**Your assignment:** All the data beneath this line is to be reproduced exactly.

**Records for processing:**
◇ ◇ ◇
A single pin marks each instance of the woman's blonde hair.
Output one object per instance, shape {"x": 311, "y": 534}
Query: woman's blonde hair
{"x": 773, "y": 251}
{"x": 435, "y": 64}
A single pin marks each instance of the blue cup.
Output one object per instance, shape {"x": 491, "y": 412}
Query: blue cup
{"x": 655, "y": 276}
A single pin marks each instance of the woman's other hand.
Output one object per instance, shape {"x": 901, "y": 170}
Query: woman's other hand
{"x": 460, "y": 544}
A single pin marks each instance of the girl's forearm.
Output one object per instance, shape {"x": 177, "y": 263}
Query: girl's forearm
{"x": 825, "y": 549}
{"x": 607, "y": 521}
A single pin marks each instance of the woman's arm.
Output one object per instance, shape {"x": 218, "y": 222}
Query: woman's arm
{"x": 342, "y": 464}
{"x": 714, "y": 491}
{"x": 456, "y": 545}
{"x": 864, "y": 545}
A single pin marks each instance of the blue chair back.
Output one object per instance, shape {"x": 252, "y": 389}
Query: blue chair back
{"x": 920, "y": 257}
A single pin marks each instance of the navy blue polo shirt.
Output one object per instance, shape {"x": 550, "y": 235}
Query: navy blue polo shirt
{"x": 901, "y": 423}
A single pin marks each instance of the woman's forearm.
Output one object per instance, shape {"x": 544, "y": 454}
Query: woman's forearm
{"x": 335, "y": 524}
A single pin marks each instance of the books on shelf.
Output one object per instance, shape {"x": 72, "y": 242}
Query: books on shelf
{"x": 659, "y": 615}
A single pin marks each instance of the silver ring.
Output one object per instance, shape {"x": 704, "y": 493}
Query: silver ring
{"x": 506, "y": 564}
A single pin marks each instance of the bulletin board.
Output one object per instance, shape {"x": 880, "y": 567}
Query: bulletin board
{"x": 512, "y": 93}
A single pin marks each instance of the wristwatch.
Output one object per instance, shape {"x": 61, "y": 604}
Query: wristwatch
◇ ◇ ◇
**Output below:**
A single pin marks each instance of the woman's blonde hair.
Output one object per instance, shape {"x": 311, "y": 534}
Query: woman's blonde hair
{"x": 773, "y": 251}
{"x": 435, "y": 64}
A single pin marks each instance of the blue cup.
Output one object per instance, shape {"x": 491, "y": 412}
Query: blue cup
{"x": 655, "y": 276}
A single pin marks each instance of the woman's other hand.
Output one object per instance, shape {"x": 901, "y": 170}
Query: woman's other hand
{"x": 460, "y": 544}
A single pin marks each instance of the girl's forearm.
Output one object per instance, shape {"x": 177, "y": 263}
Query: girl's forearm
{"x": 825, "y": 549}
{"x": 607, "y": 521}
A single pin marks each instance of the woman's arm.
Output one object per instance, shape {"x": 218, "y": 222}
Query: woman's arm
{"x": 342, "y": 464}
{"x": 714, "y": 491}
{"x": 456, "y": 545}
{"x": 864, "y": 545}
A single pin marks each instance of the blue chair back.
Output one object per instance, shape {"x": 252, "y": 389}
Query: blue chair back
{"x": 920, "y": 257}
A single pin marks each instance of the navy blue polo shirt.
Output one object per instance, shape {"x": 550, "y": 235}
Query: navy blue polo shirt
{"x": 901, "y": 423}
A single pin marks each instance of the woman's forearm.
Output one object per instance, shape {"x": 544, "y": 454}
Query: woman's forearm
{"x": 335, "y": 524}
A single pin marks each instance of the books on shelf.
Output one object per instance, shape {"x": 72, "y": 242}
Query: books on shelf
{"x": 659, "y": 615}
A single pin marks each instance of the silver ring.
Output one object per instance, shape {"x": 704, "y": 493}
Query: silver ring
{"x": 506, "y": 564}
A single pin marks each instance of the bulletin board.
Output one object per instance, shape {"x": 880, "y": 567}
Query: bulletin board
{"x": 512, "y": 93}
A single pin marks each instance of the wristwatch.
Output one object per instance, shape {"x": 61, "y": 604}
Query: wristwatch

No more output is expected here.